Stored records
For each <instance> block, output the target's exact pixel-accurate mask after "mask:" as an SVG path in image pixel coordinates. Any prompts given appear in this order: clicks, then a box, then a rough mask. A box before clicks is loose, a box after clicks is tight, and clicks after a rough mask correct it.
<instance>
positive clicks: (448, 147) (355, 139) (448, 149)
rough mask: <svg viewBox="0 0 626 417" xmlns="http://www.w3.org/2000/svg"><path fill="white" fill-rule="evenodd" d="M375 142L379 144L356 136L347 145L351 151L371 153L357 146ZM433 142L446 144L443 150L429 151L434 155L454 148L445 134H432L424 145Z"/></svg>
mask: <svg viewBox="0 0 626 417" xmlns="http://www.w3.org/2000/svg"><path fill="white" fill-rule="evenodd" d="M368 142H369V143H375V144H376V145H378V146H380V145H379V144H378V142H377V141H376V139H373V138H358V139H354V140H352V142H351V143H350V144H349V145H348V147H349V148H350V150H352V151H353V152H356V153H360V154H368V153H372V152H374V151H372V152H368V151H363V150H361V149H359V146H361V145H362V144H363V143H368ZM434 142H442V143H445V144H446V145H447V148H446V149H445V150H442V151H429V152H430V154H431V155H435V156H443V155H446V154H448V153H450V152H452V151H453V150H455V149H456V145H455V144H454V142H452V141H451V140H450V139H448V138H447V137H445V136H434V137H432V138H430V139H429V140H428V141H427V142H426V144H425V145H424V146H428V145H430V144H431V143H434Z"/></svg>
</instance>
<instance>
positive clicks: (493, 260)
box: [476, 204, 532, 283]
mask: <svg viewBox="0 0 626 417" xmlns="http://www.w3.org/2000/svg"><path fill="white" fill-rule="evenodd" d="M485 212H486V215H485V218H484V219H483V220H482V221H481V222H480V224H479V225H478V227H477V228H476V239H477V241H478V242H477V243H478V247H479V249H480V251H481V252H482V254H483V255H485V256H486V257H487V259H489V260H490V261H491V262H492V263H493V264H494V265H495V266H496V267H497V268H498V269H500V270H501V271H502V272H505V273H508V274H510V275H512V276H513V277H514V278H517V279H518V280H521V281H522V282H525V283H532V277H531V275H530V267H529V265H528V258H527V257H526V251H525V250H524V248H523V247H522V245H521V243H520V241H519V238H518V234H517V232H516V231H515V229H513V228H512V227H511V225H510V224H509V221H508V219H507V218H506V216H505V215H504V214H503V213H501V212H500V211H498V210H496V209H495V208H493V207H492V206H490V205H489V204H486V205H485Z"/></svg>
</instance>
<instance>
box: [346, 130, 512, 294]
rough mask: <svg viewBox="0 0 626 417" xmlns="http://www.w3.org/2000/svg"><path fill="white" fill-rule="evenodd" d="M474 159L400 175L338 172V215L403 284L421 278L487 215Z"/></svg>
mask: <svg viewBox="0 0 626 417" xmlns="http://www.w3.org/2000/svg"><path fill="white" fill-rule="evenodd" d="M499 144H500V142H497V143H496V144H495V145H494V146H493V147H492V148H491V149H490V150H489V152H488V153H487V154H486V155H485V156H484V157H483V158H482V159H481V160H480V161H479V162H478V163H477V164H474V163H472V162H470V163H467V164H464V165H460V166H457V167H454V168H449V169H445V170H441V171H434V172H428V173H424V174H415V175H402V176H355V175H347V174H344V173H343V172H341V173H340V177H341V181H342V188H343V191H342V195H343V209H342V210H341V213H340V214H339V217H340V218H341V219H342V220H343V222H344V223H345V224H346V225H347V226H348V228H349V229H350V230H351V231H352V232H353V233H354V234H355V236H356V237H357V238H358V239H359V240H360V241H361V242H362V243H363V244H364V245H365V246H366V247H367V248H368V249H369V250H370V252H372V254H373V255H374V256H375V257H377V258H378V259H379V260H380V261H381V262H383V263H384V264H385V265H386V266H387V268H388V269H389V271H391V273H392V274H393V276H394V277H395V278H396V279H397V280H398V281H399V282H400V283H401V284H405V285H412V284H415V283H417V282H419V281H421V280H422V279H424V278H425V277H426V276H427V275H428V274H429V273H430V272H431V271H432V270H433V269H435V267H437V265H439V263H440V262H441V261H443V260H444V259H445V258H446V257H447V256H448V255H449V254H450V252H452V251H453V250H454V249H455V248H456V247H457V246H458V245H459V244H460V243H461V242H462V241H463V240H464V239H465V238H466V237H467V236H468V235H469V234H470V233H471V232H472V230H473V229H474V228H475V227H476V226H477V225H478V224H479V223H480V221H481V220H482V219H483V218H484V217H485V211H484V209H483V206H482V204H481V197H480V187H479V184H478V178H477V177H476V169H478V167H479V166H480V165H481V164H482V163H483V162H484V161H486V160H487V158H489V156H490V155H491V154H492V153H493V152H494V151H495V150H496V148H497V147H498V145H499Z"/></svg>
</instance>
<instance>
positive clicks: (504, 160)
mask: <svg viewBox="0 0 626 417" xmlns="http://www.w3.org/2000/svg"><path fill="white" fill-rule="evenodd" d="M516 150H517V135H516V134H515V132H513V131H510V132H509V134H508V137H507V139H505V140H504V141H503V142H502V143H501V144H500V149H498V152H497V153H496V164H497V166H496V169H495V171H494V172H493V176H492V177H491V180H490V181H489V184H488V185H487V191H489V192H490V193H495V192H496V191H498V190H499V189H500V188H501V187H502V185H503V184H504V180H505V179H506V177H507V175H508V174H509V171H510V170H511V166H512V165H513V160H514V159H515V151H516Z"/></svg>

* Assigned task
Exactly the lines above from the one with "142L379 144L356 136L347" to the one with "box: [346, 130, 512, 294]", both included, are to be quoted; leave the rest out.

* Worked solution
rough mask: <svg viewBox="0 0 626 417" xmlns="http://www.w3.org/2000/svg"><path fill="white" fill-rule="evenodd" d="M375 142L379 144L356 136L347 145L351 151L371 153L357 146ZM433 142L446 144L443 150L429 151L434 155L454 148L445 134H432L424 145Z"/></svg>
mask: <svg viewBox="0 0 626 417" xmlns="http://www.w3.org/2000/svg"><path fill="white" fill-rule="evenodd" d="M368 142H369V143H375V144H376V145H378V146H380V145H379V144H378V142H377V141H376V139H373V138H358V139H354V140H352V142H351V143H350V144H349V145H348V147H349V148H350V150H352V151H353V152H356V153H360V154H368V153H372V152H374V151H372V152H368V151H363V150H361V149H359V146H361V145H362V144H363V143H368ZM434 142H442V143H445V144H446V145H447V148H446V149H445V150H442V151H429V152H430V154H431V155H435V156H443V155H446V154H448V153H450V152H452V151H453V150H455V149H456V145H455V144H454V142H452V141H451V140H450V139H448V138H447V137H445V136H434V137H432V138H430V139H429V140H428V141H427V142H426V144H425V145H424V146H428V145H430V144H431V143H434Z"/></svg>
</instance>
<instance>
positive clicks: (493, 260)
box: [476, 204, 532, 283]
mask: <svg viewBox="0 0 626 417" xmlns="http://www.w3.org/2000/svg"><path fill="white" fill-rule="evenodd" d="M485 212H486V215H485V218H484V219H483V220H482V221H481V222H480V224H479V225H478V227H477V228H476V239H477V241H478V242H477V243H478V247H479V249H480V251H481V252H482V254H483V255H485V256H486V257H487V259H489V260H490V261H491V262H492V263H493V264H494V265H495V266H496V267H497V268H498V269H500V270H501V271H502V272H505V273H508V274H510V275H512V276H513V277H514V278H517V279H518V280H521V281H522V282H525V283H532V277H531V275H530V267H529V265H528V258H527V257H526V251H525V250H524V248H523V247H522V245H521V243H520V241H519V238H518V234H517V232H516V231H515V229H513V228H512V227H511V225H510V224H509V221H508V219H507V218H506V216H505V215H504V214H503V213H501V212H500V211H498V210H496V209H495V208H493V207H492V206H490V205H489V204H486V205H485Z"/></svg>
</instance>
<instance>
box: [346, 130, 512, 294]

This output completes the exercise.